Page text
——
Published 29th March 2018

Plant and syringeMade-to-order tissue, practice runs and machine learning – just a few of the advances in surgery facilitated by scientific research and technology – are coming thick and fast, with ground-breaking implications for safer cosmetic surgery in the future.

Here are five routes to safer cosmetic surgery, drawing on some of the very latest scientific advances:


Routes to safer cosmetic surgery:

1. Off-the-shelf tissue

Engineered tissues provide a foundation for replacing or regenerating hard or soft tissue, taking away the need for additional surgery to remove tissue from another part of the patient’s body. Tissue engineering has already been used in medical procedures, and in the future may allow for lab-designed ears, windpipes and skin to be implanted onto a patient.

This could prove a huge breakthrough in reconstructive surgery, especially for skin graft procedures or for patients who have suffered some other severe physical trauma.

2. Enhancements

Lasers have a much bigger part to play beyond removing imperfections and unwanted hair. Today’s equipment can tighten tissue with great precision, creating additional non-invasive options and reducing the need for open surgery.

Laser surgery is a technology with many different factions and functions. For example, “fractional” laser treatment can improve the appearance of scars caused by acne as well as age spots, while “Titan” laser treatment channels energy deep into the skin to stimulate collagen growth, leading to tighter skin.
——
Record excerpts
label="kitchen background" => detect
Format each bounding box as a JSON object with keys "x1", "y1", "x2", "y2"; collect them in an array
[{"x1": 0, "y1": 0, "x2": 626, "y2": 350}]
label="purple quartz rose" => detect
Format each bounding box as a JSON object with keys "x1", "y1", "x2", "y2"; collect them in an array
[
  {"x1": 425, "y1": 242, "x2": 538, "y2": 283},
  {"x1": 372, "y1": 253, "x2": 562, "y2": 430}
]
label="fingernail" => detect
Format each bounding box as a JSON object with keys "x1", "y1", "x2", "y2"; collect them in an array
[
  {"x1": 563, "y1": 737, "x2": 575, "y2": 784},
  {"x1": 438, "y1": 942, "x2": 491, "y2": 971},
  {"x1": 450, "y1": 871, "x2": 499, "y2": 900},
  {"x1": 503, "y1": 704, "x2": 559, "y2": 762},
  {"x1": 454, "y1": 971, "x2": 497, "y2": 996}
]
——
Can you reproduce the article above on routes to safer cosmetic surgery in full, word for word?

Published 29th March 2018

Plant and syringeMade-to-order tissue, practice runs and machine learning – just a few of the advances in surgery facilitated by scientific research and technology – are coming thick and fast, with ground-breaking implications for safer cosmetic surgery in the future.

Here are five routes to safer cosmetic surgery, drawing on some of the very latest scientific advances:


Routes to safer cosmetic surgery:

1. Off-the-shelf tissue

Engineered tissues provide a foundation for replacing or regenerating hard or soft tissue, taking away the need for additional surgery to remove tissue from another part of the patient’s body. Tissue engineering has already been used in medical procedures, and in the future may allow for lab-designed ears, windpipes and skin to be implanted onto a patient.

This could prove a huge breakthrough in reconstructive surgery, especially for skin graft procedures or for patients who have suffered some other severe physical trauma.

2. Enhancements

Lasers have a much bigger part to play beyond removing imperfections and unwanted hair. Today’s equipment can tighten tissue with great precision, creating additional non-invasive options and reducing the need for open surgery.

Laser surgery is a technology with many different factions and functions. For example, “fractional” laser treatment can improve the appearance of scars caused by acne as well as age spots, while “Titan” laser treatment channels energy deep into the skin to stimulate collagen growth, leading to tighter skin.